**Do this**: Copy the records word for word, starting from the first line and ending with the line that contains "pixel 312 406", including that line.

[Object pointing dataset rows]
·····

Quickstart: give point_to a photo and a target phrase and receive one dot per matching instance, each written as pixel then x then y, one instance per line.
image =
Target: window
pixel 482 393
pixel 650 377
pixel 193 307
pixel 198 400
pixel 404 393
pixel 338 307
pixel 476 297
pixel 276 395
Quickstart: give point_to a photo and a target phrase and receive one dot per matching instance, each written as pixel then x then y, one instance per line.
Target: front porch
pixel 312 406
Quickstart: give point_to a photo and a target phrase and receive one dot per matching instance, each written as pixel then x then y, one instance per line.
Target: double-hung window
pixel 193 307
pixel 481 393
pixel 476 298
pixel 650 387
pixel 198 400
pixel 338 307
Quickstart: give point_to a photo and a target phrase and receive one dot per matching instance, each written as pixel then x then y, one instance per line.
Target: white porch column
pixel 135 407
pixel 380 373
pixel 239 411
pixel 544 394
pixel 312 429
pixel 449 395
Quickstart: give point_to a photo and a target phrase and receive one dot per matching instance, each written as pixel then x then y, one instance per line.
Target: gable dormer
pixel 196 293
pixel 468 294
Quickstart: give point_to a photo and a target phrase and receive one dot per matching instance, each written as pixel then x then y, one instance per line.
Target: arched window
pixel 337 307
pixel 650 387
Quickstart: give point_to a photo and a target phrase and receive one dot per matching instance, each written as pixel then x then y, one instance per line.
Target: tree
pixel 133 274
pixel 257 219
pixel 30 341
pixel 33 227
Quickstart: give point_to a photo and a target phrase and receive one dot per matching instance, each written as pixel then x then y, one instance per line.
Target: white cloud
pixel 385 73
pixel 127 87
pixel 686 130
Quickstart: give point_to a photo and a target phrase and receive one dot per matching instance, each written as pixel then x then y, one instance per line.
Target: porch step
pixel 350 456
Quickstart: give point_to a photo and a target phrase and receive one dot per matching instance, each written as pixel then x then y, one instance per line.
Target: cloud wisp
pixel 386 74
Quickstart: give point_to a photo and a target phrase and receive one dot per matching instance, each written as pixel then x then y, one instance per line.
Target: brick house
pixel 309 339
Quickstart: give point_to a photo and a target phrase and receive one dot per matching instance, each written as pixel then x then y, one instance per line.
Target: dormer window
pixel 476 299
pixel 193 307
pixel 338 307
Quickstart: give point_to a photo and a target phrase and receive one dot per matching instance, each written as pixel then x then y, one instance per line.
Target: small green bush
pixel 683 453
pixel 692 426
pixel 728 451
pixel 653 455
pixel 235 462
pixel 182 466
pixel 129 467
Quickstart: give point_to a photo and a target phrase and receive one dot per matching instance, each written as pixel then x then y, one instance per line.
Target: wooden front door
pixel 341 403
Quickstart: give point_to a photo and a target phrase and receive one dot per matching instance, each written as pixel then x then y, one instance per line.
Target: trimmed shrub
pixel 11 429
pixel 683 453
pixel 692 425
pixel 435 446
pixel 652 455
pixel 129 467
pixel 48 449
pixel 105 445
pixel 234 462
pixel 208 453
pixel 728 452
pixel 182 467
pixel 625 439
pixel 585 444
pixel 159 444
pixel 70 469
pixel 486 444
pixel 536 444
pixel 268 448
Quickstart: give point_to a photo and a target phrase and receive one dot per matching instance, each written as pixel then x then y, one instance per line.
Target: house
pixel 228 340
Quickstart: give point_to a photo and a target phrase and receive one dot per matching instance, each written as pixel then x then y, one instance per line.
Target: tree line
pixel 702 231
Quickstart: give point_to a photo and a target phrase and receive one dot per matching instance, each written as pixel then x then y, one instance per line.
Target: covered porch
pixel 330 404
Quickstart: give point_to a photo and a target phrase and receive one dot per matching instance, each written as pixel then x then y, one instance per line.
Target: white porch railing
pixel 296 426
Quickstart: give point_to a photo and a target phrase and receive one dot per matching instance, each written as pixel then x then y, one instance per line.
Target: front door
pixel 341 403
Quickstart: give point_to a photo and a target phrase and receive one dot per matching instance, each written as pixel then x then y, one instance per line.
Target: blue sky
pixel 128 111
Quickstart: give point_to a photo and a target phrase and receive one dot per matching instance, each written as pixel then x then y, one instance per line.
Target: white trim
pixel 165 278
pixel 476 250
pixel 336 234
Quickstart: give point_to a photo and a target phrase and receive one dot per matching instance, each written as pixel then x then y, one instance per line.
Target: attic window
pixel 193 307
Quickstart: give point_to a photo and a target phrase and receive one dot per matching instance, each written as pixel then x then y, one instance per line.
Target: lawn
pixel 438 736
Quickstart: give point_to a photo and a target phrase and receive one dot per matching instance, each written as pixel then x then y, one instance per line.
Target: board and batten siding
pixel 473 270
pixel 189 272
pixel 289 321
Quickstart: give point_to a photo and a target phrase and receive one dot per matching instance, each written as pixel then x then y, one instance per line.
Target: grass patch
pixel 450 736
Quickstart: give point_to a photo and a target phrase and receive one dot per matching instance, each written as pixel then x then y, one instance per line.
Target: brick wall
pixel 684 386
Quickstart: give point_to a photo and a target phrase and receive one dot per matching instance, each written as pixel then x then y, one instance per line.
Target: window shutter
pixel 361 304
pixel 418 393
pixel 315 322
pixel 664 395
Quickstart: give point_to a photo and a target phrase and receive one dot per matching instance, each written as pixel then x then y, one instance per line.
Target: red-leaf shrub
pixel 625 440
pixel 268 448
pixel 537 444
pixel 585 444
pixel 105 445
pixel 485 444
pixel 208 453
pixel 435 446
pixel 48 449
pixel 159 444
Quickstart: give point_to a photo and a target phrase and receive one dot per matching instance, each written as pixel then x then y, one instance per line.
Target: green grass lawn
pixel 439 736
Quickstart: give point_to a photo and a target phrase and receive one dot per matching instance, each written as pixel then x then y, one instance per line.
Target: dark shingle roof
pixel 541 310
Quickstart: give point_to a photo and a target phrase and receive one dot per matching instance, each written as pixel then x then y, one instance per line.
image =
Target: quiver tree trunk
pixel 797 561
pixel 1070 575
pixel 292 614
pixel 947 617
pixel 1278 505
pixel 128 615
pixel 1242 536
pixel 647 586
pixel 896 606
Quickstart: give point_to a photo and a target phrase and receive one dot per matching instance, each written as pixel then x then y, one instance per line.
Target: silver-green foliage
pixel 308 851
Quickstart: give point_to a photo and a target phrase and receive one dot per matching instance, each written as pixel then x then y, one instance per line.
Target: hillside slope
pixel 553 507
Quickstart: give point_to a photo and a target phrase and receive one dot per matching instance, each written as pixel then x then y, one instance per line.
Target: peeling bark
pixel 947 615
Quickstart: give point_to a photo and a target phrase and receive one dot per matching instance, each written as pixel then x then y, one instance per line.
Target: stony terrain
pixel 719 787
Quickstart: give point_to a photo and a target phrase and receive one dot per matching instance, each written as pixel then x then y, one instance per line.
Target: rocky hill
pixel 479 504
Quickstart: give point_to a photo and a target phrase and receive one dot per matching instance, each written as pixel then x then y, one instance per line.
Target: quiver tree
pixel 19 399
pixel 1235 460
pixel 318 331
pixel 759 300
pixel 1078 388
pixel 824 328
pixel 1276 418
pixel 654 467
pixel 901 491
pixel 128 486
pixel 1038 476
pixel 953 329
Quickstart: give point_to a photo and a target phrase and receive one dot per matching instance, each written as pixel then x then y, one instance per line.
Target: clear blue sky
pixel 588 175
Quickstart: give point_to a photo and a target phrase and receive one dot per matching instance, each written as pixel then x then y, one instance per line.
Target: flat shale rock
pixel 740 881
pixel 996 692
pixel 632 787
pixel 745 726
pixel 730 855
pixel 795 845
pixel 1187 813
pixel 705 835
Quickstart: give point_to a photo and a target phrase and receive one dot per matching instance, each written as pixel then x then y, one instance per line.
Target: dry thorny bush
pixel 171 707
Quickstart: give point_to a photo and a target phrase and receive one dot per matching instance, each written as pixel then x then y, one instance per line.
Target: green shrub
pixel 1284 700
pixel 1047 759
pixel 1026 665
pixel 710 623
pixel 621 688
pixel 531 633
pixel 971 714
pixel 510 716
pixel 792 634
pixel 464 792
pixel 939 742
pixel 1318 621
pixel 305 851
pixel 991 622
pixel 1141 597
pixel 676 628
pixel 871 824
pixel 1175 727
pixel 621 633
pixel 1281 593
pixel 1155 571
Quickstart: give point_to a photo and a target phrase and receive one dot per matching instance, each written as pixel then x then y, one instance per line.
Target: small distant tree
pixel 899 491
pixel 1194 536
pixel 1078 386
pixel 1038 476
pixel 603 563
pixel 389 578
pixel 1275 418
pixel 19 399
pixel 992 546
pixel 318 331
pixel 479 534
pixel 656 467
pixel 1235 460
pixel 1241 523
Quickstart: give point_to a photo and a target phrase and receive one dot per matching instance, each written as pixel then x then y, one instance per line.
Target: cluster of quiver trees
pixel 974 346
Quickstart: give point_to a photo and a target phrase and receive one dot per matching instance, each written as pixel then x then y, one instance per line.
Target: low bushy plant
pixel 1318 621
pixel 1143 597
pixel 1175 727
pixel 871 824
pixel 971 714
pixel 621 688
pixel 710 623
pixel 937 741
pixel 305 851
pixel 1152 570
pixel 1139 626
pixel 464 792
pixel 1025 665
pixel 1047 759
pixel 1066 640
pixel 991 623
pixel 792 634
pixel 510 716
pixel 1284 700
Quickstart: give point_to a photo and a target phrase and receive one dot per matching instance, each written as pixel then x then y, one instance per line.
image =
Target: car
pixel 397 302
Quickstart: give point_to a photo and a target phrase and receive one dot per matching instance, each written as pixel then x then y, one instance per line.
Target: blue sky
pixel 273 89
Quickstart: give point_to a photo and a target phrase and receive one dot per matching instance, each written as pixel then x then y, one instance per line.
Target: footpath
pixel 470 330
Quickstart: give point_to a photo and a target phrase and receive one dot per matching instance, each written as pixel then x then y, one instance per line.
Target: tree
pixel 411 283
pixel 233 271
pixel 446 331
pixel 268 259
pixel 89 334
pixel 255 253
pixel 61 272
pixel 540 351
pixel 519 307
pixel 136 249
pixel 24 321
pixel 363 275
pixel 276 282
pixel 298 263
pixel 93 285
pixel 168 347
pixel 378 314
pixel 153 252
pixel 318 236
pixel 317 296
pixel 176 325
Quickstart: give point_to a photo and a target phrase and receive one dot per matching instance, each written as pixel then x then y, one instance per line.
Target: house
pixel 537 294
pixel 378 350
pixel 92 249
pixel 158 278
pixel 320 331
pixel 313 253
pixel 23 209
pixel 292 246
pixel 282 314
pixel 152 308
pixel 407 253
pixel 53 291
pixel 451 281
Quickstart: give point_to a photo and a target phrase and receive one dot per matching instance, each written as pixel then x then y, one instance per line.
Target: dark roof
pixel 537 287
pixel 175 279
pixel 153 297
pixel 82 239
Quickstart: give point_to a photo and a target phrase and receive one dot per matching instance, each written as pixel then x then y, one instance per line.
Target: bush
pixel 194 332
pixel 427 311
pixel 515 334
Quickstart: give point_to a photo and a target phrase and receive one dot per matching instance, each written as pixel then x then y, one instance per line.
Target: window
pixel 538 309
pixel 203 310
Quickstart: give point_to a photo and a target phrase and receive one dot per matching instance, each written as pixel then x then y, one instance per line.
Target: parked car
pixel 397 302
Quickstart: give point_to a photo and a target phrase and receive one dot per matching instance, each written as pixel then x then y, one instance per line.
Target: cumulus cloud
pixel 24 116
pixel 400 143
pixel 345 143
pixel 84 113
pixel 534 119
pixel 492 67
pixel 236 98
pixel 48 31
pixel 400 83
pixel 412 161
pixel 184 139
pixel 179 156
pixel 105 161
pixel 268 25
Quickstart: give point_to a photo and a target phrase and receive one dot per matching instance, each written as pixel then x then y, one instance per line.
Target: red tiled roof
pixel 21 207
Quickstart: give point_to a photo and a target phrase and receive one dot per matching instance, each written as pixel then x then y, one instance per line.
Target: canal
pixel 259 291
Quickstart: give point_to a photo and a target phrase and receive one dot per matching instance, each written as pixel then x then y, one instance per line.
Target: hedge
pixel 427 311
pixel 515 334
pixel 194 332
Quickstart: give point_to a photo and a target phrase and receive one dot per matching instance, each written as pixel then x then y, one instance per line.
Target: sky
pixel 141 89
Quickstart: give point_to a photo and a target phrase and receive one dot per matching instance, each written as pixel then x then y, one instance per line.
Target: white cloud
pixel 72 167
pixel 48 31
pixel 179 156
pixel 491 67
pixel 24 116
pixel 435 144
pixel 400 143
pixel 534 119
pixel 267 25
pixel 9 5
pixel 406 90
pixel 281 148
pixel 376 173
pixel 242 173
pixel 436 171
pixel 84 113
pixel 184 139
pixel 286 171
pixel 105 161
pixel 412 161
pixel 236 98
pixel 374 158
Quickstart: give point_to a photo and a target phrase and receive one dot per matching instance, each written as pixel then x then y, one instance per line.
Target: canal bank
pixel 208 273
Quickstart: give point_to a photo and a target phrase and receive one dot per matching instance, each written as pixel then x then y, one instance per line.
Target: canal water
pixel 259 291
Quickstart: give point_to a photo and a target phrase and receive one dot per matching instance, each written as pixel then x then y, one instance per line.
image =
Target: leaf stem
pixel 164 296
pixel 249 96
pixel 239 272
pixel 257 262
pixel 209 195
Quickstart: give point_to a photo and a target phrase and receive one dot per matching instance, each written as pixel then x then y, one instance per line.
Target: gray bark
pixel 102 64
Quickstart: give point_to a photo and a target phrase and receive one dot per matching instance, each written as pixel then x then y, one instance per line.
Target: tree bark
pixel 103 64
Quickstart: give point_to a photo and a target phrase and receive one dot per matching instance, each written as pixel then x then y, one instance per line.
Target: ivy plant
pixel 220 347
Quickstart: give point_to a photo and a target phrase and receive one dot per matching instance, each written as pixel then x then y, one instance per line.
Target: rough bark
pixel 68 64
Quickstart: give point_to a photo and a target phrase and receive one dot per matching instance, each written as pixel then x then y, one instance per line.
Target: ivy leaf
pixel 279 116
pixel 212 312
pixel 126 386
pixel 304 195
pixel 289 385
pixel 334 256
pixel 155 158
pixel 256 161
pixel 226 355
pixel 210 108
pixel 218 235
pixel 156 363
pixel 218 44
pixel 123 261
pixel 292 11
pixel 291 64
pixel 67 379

·····

**The result**:
Quickstart: give point_to a photo and a target phrase and receive one dot per matching instance, each written as pixel then x then y, one instance per line.
image =
Target: window
pixel 482 393
pixel 650 377
pixel 193 307
pixel 198 400
pixel 404 393
pixel 338 307
pixel 476 297
pixel 276 395
Quickstart: give point_to a photo and a target phrase and receive one dot per matching instance, each written as pixel then x then y, one instance per line.
Target: front porch
pixel 312 406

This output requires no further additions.